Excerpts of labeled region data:
━━━━━━━━━━━━━━━━

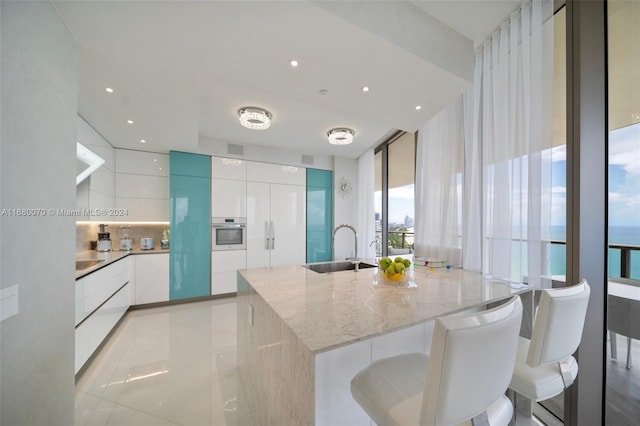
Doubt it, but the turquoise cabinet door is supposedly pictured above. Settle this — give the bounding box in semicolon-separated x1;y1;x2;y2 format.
169;152;211;300
307;169;333;263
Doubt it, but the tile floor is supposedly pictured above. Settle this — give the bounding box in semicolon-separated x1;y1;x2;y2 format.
75;298;243;426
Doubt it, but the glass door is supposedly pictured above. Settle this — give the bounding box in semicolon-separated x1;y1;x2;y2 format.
605;0;640;425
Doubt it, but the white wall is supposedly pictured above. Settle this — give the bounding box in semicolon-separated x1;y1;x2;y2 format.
0;1;78;425
76;116;116;220
333;157;360;260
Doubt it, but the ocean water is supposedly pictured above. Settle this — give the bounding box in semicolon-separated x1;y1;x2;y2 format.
550;226;640;280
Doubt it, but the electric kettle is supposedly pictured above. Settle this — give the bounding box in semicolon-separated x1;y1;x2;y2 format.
118;225;133;250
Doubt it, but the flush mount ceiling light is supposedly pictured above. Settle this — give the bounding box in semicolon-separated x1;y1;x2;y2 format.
238;107;271;130
327;127;356;145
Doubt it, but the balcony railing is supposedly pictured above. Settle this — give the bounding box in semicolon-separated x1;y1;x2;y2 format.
550;240;640;279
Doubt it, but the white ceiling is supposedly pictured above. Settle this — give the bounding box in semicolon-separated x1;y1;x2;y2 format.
54;0;519;158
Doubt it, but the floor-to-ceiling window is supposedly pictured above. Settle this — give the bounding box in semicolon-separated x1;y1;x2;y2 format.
374;133;416;256
605;0;640;425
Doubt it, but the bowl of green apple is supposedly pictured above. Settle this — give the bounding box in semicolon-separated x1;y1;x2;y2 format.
378;257;411;285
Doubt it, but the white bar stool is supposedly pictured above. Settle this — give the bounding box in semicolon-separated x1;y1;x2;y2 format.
509;280;591;402
351;296;522;426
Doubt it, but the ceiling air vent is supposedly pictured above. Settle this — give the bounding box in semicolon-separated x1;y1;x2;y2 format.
227;143;244;155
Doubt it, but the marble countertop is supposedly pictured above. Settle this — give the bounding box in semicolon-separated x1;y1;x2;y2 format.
239;265;528;353
76;249;169;280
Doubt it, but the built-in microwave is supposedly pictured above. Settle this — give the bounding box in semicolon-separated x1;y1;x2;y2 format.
211;217;247;251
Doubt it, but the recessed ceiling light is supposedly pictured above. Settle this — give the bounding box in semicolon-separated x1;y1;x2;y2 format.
238;107;271;130
327;127;356;145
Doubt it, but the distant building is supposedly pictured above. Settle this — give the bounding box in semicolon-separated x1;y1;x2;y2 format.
404;215;413;227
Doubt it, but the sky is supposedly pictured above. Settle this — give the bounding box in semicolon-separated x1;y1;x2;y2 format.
375;123;640;227
551;123;640;227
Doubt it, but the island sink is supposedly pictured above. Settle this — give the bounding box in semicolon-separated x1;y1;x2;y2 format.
304;262;376;274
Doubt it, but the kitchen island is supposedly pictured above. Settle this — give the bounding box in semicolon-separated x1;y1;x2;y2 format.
238;266;528;425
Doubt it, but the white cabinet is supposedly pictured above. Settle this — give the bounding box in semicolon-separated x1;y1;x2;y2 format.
247;182;306;268
115;149;169;222
247;161;307;186
211;178;247;217
75;257;131;325
75;284;131;373
211;250;247;295
75;257;131;373
134;253;169;305
211;157;247;180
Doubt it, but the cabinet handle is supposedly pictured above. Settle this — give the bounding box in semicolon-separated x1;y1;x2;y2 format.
271;222;276;250
264;222;271;250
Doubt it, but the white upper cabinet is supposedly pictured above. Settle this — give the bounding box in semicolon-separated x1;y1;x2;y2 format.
211;178;247;218
211;157;247;180
115;149;169;222
247;161;307;186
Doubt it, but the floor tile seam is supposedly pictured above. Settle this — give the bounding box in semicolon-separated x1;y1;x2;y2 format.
85;392;183;426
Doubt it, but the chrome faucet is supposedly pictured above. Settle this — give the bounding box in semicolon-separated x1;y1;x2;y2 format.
331;225;358;260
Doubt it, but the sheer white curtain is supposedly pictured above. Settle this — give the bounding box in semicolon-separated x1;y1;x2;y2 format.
414;97;465;266
470;0;553;287
356;149;376;258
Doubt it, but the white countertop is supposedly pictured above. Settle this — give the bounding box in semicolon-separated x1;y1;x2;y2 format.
76;249;169;280
239;266;529;353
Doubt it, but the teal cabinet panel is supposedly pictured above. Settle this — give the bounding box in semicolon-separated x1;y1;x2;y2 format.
307;169;333;263
169;151;211;178
169;161;211;300
307;169;333;188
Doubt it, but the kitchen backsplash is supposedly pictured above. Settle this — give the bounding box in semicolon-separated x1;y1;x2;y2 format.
76;222;171;252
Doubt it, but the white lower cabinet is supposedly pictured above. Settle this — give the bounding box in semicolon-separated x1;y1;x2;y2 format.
211;250;247;295
134;253;169;305
75;283;131;373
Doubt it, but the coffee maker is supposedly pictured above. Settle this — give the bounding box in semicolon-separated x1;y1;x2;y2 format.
118;225;133;250
96;223;111;251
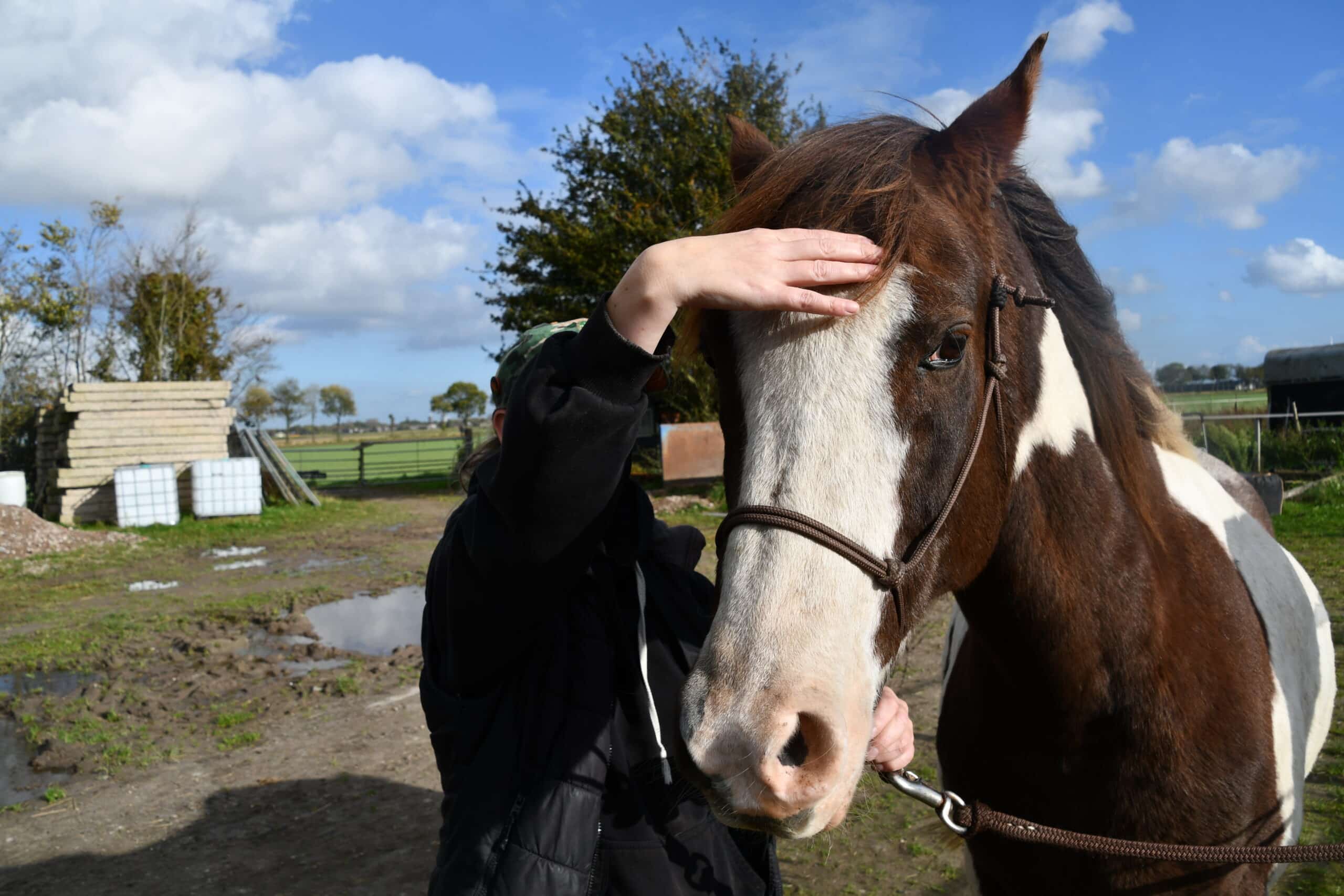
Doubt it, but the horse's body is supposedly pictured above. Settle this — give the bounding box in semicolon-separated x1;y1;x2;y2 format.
680;33;1335;894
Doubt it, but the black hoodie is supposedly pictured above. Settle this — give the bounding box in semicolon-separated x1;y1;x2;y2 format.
421;307;782;896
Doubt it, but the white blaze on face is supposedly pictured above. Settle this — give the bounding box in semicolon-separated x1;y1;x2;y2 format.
1012;309;1097;480
706;271;914;833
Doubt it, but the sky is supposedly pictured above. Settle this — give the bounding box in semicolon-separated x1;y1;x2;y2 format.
0;0;1344;419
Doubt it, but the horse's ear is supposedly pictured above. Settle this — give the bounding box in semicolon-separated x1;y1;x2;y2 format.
727;115;774;189
925;34;1049;196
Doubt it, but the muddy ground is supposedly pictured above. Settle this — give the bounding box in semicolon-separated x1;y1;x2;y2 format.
0;492;1332;896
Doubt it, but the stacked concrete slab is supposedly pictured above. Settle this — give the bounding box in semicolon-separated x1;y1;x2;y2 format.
36;382;234;524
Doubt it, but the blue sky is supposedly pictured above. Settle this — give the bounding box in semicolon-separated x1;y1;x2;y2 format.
0;0;1344;418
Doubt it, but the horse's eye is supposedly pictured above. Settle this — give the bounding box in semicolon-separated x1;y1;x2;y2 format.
923;331;967;370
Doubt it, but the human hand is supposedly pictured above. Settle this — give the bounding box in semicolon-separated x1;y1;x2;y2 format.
864;687;915;771
606;227;881;352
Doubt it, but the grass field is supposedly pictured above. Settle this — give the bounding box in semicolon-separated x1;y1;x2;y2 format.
1162;389;1269;414
281;434;478;486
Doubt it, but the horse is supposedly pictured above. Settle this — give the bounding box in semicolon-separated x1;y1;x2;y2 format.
677;35;1335;894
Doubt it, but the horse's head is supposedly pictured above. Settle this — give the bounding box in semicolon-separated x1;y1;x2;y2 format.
681;36;1069;837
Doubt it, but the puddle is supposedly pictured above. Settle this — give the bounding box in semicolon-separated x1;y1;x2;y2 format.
215;560;270;572
235;629;316;658
200;547;266;557
305;584;425;656
295;555;368;572
0;672;99;806
0;672;98;697
0;719;70;806
279;660;350;678
127;579;177;591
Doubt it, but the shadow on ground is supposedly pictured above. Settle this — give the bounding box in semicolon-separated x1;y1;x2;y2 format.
0;775;439;896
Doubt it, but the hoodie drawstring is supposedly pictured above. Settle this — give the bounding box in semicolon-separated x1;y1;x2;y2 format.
634;563;672;785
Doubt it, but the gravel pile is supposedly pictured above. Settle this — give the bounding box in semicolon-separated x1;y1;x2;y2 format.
0;505;144;559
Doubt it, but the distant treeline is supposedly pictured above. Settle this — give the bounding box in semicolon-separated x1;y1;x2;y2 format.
1157;361;1265;392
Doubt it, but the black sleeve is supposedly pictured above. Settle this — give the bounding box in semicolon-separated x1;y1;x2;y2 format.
425;303;670;690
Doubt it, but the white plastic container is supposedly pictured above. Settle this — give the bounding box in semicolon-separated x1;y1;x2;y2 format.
111;463;182;525
191;457;261;516
0;470;28;507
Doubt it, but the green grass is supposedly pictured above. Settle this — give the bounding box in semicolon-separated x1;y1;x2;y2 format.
282;433;463;486
1274;502;1344;896
215;709;257;728
219;731;261;751
1162;389;1269;414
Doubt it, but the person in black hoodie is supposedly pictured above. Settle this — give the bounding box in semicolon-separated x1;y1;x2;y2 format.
421;230;914;896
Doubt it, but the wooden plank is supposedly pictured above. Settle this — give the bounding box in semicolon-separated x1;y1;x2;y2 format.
60;440;228;470
55;458;196;489
257;430;322;507
65;398;225;414
70;407;234;430
70;380;234;395
62;426;228;451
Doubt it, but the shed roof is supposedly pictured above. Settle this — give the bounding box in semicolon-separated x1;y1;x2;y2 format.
1265;344;1344;385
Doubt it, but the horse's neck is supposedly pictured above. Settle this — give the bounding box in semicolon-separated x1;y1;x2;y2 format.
958;433;1159;709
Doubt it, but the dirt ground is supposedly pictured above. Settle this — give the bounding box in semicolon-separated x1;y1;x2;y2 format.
0;493;978;894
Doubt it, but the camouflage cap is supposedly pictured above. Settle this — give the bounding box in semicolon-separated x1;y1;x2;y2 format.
490;317;587;407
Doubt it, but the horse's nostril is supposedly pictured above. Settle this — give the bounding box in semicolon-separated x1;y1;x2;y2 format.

━━━━━━━━━━━━━━━━

Copy out everything from the line containing "Doubt it, but the recessed" down to the line containing "238;266;528;425", swapping "kitchen island" for "center island" and keeping every other part the same.

Doubt it, but the recessed ceiling light is supposedly pictured above. Settle this — give the bounding box in semicolon-separated x1;y1;x2;y2 format.
238;107;271;130
327;127;356;145
Doubt it, but the distant building is supposedly pictured above. Settle this — give the bounding box in semicolon-separated x1;y1;x2;y2 format.
404;215;413;227
Doubt it, but the sky is supposedly pictured above. Settle this — give the bounding box in semicolon-separated x1;y1;x2;y2 format.
375;123;640;227
551;123;640;227
Doubt it, but the island sink is supposedly pictured above. Settle this — give the bounding box in semicolon-separated x1;y1;x2;y2 format.
304;262;376;274
Doubt it, but the center island is supposedly pictured above. Settle this — give the bounding box in semicolon-separated x1;y1;x2;y2 format.
238;266;528;425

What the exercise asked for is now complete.